Exercise brief: Output every line of the entries from the line containing "Where can you find the rough" through the last, exactly, with no other content.

### Materials provided

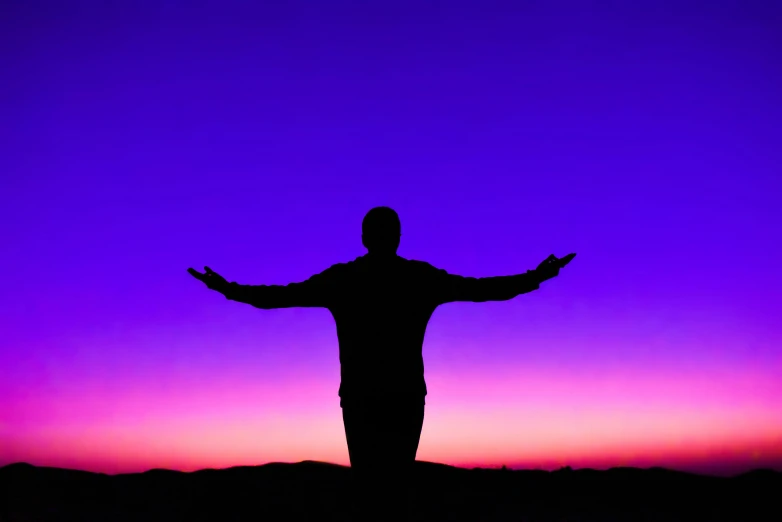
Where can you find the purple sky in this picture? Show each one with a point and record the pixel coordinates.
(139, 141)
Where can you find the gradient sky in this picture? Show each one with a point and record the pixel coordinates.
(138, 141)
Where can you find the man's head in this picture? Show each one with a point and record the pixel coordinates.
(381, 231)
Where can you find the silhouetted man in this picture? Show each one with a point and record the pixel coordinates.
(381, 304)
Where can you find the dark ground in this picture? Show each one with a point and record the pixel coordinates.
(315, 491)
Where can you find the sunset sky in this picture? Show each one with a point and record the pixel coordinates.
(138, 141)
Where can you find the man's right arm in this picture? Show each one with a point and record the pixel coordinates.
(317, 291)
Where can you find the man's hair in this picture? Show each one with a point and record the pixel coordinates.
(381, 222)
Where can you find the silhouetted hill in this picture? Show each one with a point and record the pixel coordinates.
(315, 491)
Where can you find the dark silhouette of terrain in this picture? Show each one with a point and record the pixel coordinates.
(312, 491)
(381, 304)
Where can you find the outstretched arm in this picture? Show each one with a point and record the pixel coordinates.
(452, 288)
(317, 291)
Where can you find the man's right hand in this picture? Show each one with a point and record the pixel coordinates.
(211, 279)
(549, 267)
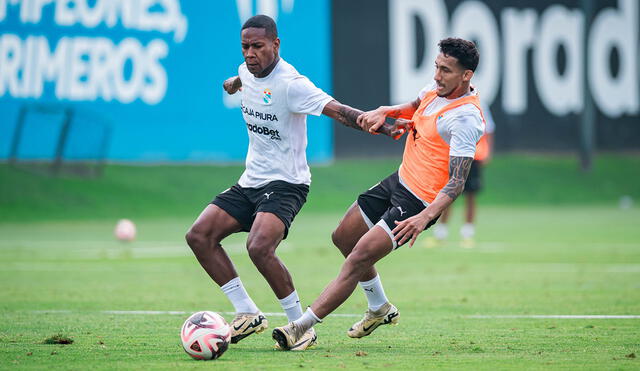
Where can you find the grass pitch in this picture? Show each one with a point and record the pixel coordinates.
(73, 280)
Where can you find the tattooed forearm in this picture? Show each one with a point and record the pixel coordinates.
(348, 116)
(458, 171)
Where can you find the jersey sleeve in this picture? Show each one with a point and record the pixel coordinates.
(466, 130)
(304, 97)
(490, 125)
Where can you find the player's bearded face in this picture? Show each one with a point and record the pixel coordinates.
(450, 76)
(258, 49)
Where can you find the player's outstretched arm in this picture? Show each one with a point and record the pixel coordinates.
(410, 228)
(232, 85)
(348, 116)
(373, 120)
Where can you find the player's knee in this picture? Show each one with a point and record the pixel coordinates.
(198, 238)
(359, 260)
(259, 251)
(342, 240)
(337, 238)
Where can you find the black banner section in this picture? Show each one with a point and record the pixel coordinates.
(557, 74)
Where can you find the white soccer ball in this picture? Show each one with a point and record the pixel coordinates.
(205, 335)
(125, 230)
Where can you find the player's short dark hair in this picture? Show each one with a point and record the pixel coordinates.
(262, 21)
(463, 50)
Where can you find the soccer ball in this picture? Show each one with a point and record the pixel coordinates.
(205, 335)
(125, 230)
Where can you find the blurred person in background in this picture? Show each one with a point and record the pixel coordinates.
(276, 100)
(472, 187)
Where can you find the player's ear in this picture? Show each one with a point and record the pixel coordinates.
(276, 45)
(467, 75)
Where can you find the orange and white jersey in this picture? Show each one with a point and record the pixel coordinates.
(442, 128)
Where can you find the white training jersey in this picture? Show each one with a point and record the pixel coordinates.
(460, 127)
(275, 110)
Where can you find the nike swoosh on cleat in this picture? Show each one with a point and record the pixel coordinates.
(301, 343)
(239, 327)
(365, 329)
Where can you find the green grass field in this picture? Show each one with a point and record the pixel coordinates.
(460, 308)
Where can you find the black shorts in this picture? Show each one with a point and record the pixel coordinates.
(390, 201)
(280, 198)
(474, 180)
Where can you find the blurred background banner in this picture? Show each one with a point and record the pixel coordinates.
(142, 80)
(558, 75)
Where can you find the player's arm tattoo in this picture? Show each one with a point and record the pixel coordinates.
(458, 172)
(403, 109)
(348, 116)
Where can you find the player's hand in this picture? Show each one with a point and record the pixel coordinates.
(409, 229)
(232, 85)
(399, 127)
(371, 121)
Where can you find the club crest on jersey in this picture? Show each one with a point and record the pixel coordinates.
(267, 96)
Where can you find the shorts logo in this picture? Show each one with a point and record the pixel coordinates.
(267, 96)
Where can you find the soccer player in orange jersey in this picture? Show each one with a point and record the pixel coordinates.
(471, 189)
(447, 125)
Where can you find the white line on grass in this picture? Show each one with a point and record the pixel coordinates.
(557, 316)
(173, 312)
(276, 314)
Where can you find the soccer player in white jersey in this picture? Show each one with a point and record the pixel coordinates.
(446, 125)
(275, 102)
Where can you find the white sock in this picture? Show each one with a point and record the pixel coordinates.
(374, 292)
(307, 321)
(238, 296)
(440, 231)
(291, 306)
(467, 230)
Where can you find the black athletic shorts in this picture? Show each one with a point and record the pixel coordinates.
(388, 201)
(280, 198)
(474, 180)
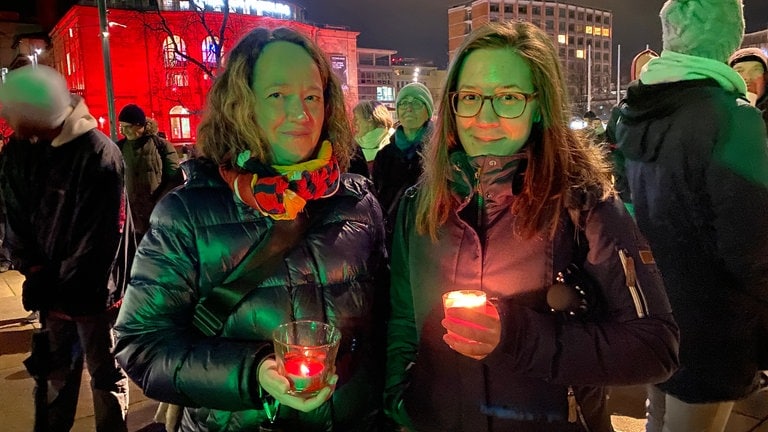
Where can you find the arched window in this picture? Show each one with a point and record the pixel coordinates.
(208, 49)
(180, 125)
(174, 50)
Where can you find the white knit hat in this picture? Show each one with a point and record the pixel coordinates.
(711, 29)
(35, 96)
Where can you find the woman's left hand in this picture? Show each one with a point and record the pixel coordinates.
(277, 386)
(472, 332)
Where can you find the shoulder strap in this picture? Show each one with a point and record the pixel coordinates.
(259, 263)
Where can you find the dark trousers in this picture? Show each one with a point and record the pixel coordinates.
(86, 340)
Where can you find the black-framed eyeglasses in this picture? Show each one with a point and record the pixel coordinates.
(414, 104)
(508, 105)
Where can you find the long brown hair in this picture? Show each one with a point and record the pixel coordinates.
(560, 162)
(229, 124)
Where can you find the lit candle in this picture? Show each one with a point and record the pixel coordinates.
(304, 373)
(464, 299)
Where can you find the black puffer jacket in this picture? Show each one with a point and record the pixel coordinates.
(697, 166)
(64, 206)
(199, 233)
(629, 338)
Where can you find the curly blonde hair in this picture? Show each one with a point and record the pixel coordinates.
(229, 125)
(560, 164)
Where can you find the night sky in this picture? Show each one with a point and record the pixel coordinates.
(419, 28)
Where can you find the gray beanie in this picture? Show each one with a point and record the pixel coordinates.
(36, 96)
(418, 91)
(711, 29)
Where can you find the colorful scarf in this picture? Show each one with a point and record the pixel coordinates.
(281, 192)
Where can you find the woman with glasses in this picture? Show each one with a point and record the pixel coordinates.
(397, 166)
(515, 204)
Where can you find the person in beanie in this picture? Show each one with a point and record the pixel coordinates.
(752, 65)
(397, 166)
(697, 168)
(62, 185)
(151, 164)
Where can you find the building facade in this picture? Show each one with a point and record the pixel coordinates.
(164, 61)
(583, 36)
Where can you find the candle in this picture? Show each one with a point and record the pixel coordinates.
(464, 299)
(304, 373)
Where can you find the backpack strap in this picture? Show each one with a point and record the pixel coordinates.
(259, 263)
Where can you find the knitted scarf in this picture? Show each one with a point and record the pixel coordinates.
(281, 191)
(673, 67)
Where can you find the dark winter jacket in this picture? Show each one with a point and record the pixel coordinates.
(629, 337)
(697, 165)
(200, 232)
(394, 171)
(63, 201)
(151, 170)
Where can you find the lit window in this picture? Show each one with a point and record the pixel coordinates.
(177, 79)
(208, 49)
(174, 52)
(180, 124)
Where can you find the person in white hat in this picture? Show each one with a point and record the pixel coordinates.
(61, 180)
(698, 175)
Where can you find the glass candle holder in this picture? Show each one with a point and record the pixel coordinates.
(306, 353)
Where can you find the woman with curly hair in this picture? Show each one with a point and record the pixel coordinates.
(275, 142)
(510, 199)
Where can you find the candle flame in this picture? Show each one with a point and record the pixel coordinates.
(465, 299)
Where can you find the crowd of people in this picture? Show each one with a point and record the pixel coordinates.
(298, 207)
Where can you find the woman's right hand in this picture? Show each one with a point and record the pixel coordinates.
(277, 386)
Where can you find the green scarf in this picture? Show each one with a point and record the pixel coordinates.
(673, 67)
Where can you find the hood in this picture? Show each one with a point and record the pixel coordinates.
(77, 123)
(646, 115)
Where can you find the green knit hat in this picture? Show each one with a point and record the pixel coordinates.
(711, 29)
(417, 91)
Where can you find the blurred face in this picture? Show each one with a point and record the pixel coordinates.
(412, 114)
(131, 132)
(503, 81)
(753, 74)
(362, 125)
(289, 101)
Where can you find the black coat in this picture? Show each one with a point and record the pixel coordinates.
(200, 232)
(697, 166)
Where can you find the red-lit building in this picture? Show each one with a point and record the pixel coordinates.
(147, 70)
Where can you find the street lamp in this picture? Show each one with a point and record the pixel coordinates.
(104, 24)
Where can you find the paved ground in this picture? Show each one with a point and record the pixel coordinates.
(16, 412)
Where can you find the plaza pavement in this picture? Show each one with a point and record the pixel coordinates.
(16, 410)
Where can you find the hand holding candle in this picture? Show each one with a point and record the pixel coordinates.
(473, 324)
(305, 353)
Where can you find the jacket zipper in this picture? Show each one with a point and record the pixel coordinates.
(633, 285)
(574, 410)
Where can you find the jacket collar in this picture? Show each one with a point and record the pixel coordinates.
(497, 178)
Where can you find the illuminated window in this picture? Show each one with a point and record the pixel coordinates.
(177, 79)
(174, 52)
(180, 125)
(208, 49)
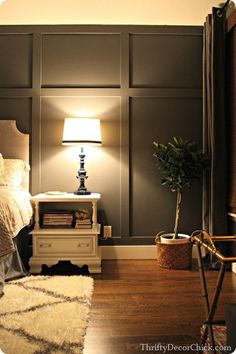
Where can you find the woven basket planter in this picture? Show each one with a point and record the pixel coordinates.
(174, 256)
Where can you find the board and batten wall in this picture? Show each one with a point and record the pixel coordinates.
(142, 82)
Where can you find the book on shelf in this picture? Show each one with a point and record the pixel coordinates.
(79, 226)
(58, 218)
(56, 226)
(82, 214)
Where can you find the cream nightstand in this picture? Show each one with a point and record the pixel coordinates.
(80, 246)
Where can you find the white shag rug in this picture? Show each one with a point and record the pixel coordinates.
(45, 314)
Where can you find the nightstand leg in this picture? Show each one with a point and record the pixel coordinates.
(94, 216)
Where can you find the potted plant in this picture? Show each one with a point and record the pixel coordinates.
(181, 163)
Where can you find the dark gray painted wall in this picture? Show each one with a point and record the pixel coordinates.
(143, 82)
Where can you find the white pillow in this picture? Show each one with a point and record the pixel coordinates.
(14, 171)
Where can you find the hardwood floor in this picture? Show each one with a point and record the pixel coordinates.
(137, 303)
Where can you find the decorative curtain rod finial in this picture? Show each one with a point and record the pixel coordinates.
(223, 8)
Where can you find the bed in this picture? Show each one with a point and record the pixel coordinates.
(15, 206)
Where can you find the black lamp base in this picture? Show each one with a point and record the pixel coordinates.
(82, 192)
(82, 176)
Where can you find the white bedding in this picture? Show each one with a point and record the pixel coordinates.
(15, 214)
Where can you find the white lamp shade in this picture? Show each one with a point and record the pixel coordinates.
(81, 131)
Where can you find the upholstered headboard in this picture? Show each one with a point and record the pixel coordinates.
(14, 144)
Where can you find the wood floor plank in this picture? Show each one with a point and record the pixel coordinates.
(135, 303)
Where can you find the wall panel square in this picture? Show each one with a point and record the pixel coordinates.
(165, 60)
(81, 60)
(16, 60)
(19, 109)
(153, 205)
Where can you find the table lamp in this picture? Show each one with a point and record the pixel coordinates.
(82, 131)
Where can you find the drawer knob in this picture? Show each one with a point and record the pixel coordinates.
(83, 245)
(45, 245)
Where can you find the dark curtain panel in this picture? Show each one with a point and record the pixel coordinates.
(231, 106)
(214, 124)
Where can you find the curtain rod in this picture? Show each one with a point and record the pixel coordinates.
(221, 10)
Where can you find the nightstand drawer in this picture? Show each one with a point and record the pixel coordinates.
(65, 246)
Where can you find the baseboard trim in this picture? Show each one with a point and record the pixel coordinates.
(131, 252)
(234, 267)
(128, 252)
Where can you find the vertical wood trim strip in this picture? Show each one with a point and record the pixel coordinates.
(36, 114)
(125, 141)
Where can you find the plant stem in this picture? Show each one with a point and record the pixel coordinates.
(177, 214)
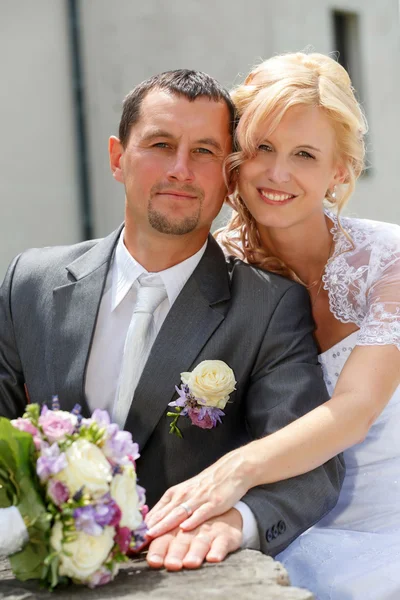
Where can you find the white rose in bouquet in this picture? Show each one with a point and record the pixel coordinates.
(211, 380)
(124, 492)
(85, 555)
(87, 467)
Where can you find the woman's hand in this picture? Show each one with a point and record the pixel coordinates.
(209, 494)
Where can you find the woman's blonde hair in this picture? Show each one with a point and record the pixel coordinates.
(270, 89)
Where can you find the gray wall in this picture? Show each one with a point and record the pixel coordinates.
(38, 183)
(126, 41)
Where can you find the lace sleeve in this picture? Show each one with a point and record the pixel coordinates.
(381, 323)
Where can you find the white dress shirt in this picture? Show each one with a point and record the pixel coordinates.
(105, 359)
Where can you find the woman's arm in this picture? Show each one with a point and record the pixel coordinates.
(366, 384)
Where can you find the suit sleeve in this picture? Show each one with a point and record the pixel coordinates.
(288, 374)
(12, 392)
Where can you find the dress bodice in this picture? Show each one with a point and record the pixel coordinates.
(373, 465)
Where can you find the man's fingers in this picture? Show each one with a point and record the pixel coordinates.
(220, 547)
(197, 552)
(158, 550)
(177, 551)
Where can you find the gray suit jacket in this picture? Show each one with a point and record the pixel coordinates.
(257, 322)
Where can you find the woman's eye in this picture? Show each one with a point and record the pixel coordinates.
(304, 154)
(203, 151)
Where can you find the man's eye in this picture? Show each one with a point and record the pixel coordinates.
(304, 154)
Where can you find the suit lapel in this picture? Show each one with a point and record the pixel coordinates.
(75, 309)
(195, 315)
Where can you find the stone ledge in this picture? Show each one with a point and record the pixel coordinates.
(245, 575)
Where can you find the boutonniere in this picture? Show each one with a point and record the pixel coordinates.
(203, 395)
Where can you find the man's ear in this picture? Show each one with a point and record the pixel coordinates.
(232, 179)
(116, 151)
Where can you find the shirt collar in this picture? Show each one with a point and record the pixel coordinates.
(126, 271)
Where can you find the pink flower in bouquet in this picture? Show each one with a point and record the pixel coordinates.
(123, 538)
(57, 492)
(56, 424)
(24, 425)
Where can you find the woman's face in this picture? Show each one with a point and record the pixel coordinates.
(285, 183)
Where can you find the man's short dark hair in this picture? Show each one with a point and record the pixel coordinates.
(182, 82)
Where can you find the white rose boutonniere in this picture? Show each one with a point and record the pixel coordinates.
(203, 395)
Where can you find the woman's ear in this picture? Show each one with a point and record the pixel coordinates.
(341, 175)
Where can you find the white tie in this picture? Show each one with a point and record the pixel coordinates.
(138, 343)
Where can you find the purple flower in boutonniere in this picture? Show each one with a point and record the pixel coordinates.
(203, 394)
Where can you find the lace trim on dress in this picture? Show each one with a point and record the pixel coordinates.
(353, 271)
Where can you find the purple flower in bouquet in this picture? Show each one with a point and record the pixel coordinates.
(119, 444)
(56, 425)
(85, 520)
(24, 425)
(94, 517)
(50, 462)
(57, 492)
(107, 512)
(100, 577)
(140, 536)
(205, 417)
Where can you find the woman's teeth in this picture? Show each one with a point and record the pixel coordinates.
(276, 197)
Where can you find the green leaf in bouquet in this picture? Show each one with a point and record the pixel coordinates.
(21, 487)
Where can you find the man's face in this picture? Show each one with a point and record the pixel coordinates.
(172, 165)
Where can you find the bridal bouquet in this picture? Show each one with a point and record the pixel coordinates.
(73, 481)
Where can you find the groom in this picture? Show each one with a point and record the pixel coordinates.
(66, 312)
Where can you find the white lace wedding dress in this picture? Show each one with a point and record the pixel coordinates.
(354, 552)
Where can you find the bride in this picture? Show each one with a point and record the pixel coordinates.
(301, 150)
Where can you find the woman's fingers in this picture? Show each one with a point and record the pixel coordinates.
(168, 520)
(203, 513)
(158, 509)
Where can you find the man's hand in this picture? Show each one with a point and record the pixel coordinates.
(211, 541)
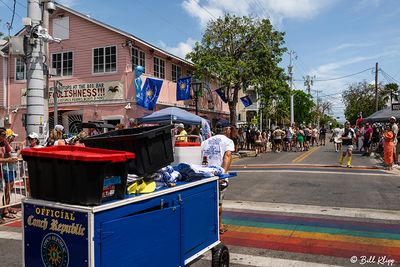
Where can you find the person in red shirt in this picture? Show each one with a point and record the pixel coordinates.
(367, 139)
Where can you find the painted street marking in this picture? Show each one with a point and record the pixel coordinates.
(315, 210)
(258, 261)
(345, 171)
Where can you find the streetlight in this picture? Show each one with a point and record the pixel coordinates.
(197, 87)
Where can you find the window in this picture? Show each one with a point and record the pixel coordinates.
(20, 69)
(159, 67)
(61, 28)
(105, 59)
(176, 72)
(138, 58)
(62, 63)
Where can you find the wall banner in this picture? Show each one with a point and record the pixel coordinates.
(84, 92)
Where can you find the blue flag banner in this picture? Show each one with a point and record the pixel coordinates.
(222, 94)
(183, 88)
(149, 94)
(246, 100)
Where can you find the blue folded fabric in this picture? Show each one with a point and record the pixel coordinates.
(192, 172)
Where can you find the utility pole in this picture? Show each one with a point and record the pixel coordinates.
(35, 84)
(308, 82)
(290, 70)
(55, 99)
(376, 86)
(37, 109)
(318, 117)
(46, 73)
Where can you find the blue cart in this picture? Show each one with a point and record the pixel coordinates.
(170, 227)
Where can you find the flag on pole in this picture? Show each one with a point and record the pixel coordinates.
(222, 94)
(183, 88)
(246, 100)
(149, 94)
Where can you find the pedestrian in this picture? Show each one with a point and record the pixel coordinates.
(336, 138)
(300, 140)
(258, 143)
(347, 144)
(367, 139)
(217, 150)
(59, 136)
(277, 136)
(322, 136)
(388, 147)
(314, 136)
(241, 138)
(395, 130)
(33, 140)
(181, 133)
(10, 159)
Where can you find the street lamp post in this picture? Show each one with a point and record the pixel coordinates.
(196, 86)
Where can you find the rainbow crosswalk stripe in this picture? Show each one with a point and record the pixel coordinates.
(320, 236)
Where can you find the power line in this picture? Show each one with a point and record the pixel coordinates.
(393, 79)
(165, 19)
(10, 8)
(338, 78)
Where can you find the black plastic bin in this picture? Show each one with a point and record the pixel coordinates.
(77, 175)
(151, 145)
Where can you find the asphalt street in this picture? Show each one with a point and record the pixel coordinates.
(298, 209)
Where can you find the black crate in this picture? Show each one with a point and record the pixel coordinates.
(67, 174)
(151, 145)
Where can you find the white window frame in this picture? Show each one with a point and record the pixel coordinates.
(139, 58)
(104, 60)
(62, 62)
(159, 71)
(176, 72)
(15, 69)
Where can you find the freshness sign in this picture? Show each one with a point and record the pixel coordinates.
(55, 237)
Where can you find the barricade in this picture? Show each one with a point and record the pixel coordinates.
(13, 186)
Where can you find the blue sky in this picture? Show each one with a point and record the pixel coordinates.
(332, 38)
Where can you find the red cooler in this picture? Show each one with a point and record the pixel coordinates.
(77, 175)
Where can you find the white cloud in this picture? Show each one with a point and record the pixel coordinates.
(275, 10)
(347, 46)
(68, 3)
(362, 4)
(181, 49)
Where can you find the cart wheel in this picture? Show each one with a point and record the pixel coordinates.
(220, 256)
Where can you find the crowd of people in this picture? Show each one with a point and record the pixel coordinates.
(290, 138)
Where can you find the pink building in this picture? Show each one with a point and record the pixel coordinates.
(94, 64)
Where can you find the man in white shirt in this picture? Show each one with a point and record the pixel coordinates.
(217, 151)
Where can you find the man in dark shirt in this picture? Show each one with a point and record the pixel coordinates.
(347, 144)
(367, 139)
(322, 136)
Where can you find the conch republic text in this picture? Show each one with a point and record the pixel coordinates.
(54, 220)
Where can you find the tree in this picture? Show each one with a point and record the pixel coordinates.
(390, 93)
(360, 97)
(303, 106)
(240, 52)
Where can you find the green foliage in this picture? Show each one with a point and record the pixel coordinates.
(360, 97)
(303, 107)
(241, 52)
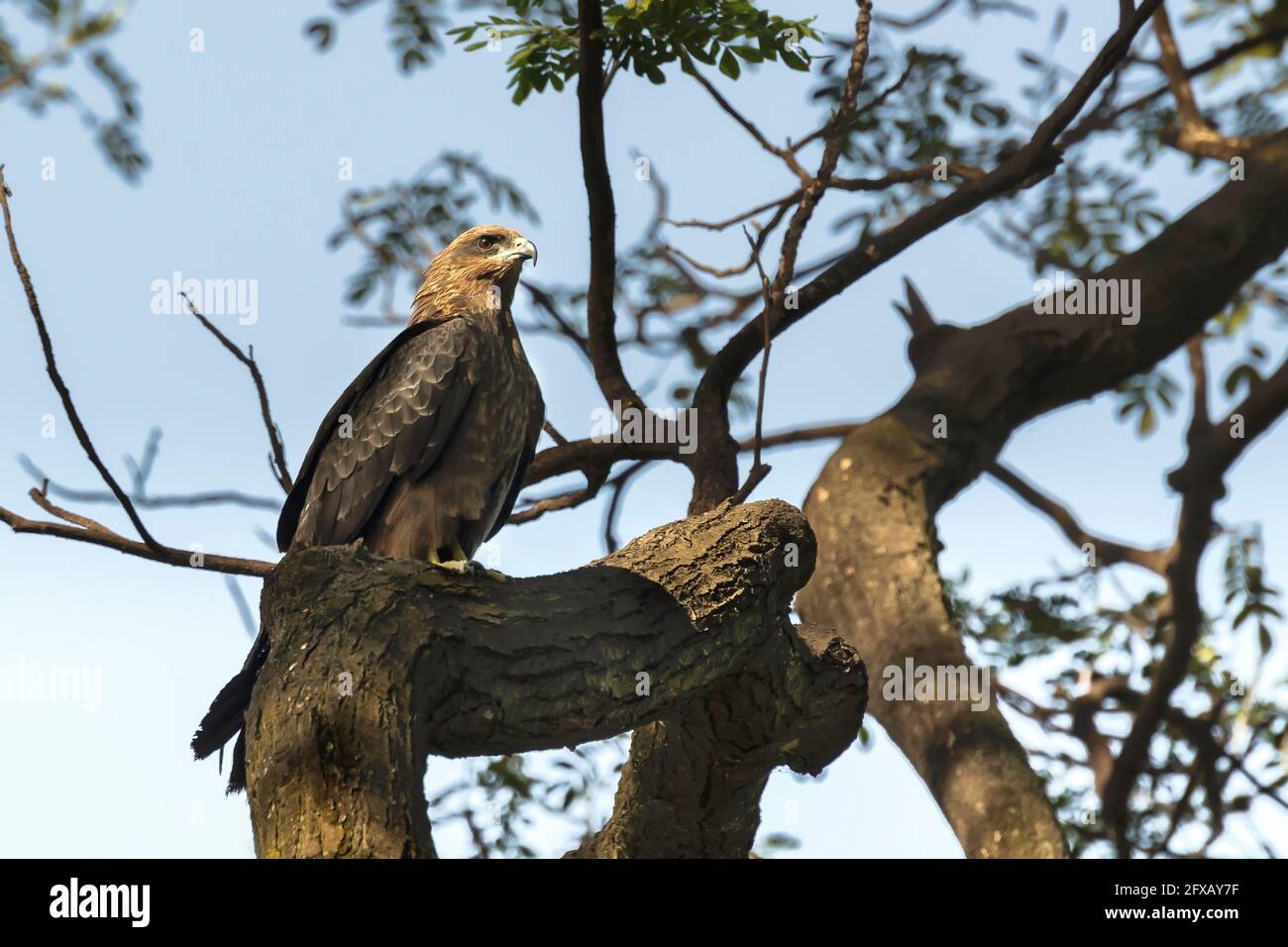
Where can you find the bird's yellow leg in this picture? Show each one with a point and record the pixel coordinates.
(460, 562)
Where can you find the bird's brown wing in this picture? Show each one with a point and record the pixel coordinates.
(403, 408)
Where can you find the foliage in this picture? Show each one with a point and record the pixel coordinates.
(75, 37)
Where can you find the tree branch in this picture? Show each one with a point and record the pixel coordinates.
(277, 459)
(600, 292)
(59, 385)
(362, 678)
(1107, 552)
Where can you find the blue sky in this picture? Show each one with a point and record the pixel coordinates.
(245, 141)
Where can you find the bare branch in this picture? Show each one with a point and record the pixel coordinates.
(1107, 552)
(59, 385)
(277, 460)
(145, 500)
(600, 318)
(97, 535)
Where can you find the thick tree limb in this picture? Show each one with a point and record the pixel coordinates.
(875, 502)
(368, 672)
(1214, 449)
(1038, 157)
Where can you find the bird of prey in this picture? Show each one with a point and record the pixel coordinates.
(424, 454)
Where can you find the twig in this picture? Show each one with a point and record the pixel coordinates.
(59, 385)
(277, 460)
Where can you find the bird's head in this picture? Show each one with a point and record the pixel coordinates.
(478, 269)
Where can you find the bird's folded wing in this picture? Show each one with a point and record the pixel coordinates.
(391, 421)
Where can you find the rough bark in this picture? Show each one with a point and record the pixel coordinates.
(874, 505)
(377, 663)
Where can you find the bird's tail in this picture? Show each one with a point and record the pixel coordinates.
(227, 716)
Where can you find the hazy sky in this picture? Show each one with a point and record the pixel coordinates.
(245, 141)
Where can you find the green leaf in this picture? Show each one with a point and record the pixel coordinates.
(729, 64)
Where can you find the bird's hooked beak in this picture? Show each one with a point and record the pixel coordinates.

######

Result below:
Where can you find the rough bark in this picture? Show each one with a point and record the pixel coordinates.
(874, 505)
(377, 663)
Where can you find the bird's tail in this picture? Show each one with a point and record the pixel coordinates.
(227, 716)
Where can you find the hazy sky in this picture? Show each one with a point and record the pixel coordinates.
(245, 141)
Where can you find the green leaf in this picture? Show each one with a point and record the pixel coordinates.
(729, 64)
Where can you find the bird's hooked beak in this picture? Show each one with a point and record the pixel coordinates.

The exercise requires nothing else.